#### REQUIRED TASK 1:
Copy out every line of the listing that contains the string "with". Case counts.

#### TEXT TO READ:
But the book looks at lesser known cultural trends and non-American musical forms as well. I was at the Center for the Memory of Carnaval in Rio in 2013, digging through old brochures and paraphernalia, and I was surprised: the pop Orientalism one sees expressed in carnaval, samba songs, and telenovelas is rather counterintuitive. Likewise, I spent a couple of months in Paris interviewing older Jewish Algerian musicians. Their story, their exile, is wrenching, and the larger debate about Judeo-Arabic music in France is intense—between liberal Muslim integrationists who think that Andalusian music, the Judeo-Arab repertoire, can ease their entry into the European mainstream, and the Black Power-inspired race activists who couldn’t disagree more. I was actually surprised to find—going through Arabic material about Fanon—that this Martinican thinker had a keen interest in Andalusian music as well; he thought that this repertoire could bring Muslims and Jews together in a new independent Algeria.
J: What other projects are you working on now?
HA: I am not sure what my next project is; I’m wrapping up unfinished essays now and tying up loose ends. I am trying to finish a piece about the globalization of Malcolm X—on his significance fifty years after his death—and the controversy sparked by Manning Marable’s biography. I am also working on a shorter piece on the interaction between Fanon and Ali Shariati—on the latter’s interest in race and black political thought. But the next project will be either focus on race formations in Latin America or race formations in the Arab world—I haven’t decided, but either way I’ll probably use music as an entry point.

#### REQUIRED TASK 2:
According to the interview, what did Fanon think Andalusian music could do?

#### DATA PROVIDED:

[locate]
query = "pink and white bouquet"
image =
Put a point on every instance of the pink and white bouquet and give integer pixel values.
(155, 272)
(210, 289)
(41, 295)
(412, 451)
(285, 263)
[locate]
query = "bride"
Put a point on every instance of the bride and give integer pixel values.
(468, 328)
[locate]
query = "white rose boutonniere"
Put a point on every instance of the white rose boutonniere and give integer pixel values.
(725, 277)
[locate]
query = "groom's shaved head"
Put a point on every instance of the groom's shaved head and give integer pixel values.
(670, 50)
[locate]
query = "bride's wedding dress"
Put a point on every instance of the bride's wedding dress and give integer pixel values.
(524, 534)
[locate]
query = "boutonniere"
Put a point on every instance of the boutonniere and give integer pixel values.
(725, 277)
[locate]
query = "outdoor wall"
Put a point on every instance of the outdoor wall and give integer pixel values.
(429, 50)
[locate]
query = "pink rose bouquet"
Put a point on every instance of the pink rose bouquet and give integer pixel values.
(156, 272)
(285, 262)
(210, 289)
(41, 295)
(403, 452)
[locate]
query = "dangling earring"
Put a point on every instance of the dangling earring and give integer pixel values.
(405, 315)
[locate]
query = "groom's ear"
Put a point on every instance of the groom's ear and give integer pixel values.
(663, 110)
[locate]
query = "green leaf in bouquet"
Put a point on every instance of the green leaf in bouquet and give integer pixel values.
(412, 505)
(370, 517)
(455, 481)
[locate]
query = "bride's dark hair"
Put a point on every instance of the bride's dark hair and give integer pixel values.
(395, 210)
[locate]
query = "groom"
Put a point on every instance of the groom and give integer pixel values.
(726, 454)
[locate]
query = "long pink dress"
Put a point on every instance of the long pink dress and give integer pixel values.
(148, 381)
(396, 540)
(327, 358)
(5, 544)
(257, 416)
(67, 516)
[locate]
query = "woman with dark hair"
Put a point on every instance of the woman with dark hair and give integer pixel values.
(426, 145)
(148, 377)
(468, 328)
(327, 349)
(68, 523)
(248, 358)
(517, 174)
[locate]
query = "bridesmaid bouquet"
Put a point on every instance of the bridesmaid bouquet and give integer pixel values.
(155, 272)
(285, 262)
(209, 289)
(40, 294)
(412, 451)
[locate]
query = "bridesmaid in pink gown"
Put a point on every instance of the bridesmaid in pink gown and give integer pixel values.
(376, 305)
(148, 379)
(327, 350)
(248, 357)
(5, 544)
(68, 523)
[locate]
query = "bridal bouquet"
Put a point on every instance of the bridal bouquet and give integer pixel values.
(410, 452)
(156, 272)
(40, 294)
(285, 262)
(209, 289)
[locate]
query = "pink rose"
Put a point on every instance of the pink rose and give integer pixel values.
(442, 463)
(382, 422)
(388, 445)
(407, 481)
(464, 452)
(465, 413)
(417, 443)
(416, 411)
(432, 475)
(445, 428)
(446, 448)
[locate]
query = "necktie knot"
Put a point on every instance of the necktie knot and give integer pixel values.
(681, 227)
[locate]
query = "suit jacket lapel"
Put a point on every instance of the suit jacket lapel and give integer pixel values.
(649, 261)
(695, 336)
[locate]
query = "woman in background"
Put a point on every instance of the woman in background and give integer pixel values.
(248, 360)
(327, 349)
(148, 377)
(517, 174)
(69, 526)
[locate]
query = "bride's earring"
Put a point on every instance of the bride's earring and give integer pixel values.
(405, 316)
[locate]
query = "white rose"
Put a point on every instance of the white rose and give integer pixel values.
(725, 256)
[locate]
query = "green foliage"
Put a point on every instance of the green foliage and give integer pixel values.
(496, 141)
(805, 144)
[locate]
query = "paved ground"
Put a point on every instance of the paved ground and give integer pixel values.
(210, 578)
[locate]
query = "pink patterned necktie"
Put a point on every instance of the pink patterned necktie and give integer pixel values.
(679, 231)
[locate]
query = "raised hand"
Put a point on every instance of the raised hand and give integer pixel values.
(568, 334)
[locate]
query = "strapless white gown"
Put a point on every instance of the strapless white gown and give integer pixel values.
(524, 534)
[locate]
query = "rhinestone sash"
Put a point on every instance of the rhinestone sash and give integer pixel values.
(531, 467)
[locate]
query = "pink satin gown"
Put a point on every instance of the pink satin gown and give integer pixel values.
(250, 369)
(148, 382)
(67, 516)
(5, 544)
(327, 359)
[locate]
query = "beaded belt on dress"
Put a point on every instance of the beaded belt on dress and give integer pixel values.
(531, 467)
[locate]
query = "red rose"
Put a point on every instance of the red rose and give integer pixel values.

#### EXPECTED ANSWER 1:
query = "woman with dark hair"
Put a point on every instance of the woman with dark hair and give integer pixel values.

#### EXPECTED ANSWER 2:
He thought it could bring Muslims and Jews together in a new independent Algeria.